──────── Exercise inputs
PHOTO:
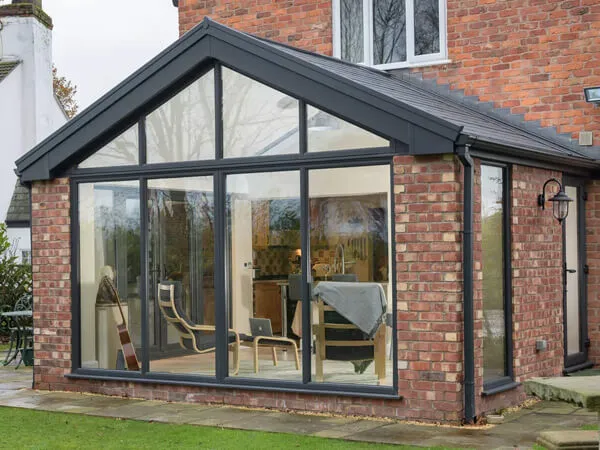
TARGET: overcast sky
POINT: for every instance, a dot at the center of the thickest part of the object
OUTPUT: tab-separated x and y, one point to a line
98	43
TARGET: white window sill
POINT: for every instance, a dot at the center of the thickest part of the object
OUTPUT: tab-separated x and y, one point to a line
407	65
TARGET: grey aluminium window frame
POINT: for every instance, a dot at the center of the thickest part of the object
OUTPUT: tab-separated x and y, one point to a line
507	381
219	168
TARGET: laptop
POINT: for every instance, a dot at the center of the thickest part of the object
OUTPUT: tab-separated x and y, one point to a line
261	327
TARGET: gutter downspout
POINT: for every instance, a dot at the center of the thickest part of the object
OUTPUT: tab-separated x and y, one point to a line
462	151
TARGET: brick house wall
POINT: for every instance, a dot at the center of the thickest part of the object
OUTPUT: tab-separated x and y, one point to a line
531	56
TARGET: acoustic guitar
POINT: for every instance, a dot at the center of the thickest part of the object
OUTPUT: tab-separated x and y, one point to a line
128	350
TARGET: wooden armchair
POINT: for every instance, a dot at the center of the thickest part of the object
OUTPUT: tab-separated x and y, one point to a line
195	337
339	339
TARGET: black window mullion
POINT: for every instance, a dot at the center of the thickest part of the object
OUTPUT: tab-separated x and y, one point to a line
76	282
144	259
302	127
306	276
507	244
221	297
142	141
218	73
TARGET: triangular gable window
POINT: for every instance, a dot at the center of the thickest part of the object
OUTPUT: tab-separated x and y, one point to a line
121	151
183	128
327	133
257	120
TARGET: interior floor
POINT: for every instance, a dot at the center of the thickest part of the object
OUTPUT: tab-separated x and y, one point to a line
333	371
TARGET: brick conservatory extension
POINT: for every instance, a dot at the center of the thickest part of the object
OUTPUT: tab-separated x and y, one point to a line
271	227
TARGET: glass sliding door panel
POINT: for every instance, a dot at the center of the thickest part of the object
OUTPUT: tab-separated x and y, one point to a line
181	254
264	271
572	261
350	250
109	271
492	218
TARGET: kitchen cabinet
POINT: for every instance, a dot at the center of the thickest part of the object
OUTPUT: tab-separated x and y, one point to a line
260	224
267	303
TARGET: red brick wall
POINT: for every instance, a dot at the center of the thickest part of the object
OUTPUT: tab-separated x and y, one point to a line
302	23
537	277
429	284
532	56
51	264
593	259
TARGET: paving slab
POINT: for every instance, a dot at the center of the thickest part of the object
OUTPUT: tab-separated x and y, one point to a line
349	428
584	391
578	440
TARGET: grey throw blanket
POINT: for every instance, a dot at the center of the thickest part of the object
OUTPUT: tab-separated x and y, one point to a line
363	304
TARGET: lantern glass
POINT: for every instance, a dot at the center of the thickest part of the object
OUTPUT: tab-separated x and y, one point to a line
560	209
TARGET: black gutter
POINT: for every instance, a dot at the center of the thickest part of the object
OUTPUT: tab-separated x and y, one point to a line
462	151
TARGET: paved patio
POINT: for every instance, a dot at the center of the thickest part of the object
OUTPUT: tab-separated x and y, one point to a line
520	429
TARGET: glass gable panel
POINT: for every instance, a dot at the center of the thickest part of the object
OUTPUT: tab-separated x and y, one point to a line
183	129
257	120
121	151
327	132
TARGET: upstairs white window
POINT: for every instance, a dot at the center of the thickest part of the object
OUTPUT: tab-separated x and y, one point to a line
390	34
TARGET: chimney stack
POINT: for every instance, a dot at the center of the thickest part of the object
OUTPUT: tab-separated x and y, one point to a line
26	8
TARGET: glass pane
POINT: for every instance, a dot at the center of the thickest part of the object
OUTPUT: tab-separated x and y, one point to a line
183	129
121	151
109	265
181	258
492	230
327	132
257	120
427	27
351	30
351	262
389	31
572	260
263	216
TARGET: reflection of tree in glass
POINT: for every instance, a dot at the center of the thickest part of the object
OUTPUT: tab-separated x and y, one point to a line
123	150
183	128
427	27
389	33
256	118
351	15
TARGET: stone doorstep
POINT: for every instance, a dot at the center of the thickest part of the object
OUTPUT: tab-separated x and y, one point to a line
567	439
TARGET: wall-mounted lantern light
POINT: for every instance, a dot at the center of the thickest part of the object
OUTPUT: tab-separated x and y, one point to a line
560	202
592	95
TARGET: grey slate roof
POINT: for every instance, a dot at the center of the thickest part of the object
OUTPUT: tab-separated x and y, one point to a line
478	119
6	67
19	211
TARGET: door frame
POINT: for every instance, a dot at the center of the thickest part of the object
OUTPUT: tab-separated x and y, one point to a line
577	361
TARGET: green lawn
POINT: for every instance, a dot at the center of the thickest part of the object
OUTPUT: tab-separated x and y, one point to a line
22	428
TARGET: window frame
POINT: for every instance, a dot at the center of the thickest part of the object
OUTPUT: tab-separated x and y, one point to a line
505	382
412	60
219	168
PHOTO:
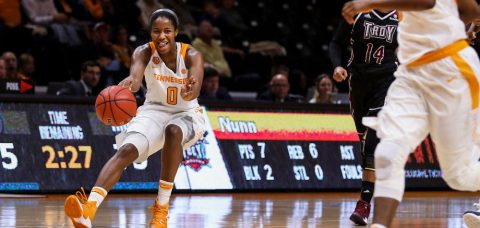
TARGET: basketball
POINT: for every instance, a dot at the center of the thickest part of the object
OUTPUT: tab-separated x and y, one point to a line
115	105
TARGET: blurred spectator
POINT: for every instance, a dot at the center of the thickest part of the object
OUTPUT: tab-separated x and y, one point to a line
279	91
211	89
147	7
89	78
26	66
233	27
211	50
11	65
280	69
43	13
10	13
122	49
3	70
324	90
────────────────
──────── Exercise inputs
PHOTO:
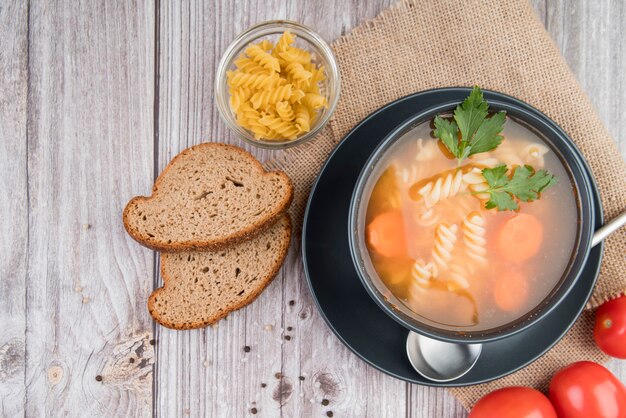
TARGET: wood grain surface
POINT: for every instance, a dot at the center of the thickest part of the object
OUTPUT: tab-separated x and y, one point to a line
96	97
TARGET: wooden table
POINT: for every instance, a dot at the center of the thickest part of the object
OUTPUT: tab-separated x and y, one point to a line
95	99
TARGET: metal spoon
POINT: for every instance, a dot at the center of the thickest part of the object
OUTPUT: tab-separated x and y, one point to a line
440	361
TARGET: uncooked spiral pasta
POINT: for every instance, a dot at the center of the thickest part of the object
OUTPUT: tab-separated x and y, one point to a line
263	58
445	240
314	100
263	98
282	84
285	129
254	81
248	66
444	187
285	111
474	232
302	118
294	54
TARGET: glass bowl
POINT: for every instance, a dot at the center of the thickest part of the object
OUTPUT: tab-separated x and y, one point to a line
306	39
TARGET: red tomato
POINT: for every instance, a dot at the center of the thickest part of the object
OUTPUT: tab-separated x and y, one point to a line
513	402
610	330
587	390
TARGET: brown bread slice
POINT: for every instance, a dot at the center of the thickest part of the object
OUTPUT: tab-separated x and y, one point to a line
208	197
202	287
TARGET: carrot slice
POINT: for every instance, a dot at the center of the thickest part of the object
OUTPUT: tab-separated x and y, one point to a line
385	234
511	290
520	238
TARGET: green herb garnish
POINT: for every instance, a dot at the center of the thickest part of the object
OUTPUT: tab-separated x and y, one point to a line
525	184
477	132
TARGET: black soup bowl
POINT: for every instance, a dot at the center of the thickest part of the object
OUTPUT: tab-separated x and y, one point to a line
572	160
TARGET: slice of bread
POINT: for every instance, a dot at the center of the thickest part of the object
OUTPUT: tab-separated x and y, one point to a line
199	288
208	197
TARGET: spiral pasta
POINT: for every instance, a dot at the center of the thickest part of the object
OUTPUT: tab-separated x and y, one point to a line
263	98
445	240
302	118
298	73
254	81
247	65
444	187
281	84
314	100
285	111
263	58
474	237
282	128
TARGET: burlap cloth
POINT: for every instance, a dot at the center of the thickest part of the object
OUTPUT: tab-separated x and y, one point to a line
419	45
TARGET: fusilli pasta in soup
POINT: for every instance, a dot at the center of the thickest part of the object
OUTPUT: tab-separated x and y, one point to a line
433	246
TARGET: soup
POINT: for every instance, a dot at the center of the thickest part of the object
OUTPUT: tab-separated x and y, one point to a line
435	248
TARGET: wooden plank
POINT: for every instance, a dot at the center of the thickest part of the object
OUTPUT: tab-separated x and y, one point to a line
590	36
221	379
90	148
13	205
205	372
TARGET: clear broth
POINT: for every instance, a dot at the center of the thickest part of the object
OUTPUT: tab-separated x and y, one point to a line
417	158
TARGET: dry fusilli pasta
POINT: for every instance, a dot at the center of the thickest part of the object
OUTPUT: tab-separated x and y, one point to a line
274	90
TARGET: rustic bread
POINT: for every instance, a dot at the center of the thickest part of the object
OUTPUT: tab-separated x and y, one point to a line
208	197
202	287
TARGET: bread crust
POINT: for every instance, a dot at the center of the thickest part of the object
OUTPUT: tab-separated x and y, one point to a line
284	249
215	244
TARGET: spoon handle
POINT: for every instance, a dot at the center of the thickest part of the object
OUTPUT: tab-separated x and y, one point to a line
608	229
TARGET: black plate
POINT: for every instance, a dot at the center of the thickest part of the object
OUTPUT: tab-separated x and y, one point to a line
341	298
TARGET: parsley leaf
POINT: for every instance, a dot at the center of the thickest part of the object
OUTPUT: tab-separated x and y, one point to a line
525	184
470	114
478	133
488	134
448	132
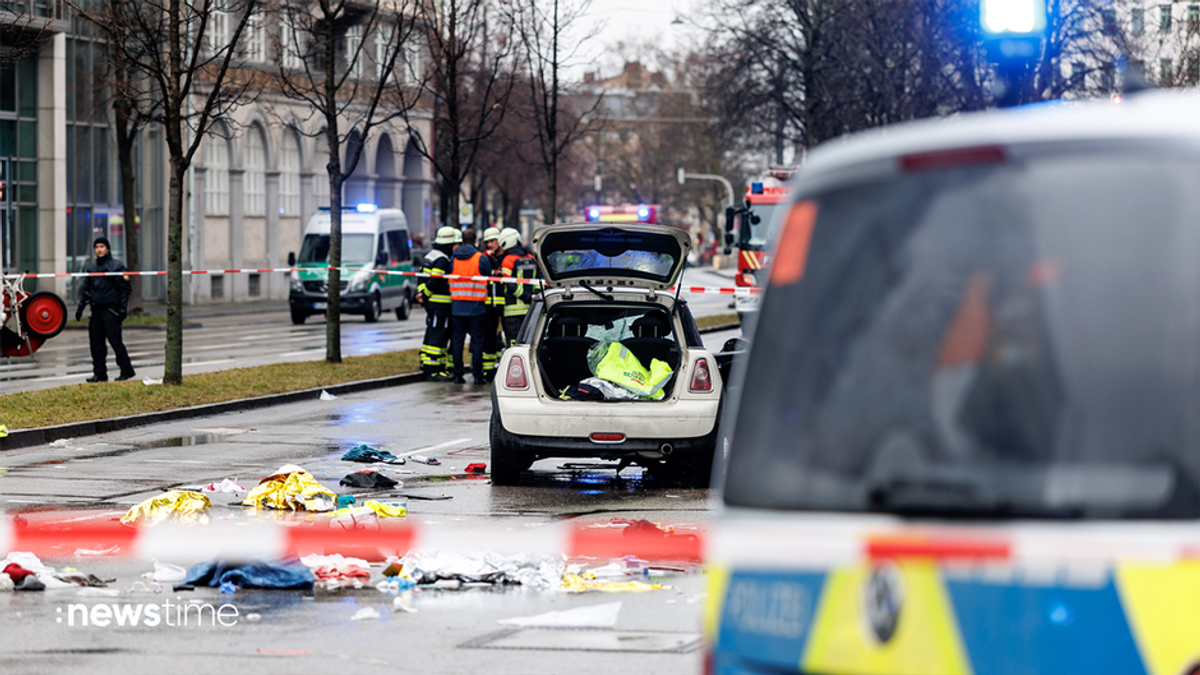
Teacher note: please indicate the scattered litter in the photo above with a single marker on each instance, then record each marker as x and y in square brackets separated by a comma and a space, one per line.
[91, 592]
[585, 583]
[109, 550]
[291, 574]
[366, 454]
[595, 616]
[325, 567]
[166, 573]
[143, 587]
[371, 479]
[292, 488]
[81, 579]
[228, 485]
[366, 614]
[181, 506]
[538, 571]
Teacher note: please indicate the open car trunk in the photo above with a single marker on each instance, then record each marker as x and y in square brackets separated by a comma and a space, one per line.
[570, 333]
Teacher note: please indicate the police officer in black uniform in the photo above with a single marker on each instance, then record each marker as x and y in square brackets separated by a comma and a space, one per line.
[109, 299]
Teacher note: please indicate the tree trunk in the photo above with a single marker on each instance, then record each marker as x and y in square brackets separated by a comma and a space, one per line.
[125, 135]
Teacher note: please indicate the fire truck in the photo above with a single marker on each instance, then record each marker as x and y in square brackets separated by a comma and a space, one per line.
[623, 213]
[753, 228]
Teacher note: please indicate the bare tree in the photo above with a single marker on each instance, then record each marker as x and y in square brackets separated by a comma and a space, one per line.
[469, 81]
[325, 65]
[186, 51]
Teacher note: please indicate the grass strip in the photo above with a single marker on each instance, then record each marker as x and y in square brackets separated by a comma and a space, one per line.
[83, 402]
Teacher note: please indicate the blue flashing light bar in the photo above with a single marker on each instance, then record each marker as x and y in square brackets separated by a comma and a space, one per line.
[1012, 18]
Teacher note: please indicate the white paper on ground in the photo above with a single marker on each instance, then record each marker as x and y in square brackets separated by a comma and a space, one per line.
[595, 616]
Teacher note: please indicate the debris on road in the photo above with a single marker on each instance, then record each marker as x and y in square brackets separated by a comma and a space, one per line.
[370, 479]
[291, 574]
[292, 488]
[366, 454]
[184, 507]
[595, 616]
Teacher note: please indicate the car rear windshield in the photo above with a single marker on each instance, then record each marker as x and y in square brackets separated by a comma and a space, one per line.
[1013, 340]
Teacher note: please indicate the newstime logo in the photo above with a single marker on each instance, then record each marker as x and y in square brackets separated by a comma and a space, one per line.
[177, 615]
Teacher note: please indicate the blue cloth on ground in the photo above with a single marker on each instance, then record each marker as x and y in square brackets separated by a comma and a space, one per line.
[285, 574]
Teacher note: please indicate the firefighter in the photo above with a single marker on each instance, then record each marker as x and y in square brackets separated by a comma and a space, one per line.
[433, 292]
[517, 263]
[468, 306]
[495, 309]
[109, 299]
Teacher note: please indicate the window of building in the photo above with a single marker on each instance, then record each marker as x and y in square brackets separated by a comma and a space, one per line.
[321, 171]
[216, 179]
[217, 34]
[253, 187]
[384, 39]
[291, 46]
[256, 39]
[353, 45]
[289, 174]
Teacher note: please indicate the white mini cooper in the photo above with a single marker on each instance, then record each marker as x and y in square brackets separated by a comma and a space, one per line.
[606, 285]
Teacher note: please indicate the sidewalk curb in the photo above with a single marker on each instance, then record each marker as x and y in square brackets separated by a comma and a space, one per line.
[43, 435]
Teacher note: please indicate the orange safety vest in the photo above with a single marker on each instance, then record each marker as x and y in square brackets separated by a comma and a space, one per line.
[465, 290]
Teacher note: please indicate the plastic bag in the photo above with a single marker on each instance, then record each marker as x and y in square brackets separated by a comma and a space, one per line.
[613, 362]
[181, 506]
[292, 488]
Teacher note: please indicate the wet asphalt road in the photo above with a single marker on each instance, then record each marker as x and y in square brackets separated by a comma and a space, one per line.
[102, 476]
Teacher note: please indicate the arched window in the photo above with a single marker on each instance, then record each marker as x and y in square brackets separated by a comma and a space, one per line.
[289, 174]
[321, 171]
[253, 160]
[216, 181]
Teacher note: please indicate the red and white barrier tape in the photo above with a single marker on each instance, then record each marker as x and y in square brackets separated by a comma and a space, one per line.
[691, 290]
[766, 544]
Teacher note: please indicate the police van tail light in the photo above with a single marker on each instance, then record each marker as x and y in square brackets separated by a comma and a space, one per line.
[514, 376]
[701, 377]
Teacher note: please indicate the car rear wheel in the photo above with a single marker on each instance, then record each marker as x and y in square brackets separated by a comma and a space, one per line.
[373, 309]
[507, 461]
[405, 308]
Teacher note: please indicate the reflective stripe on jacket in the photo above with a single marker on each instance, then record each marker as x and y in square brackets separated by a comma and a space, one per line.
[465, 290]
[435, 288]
────────────────
Using the records given above, list every line that includes the word "gable".

TARGET: triangular gable window
TARGET: glass gable panel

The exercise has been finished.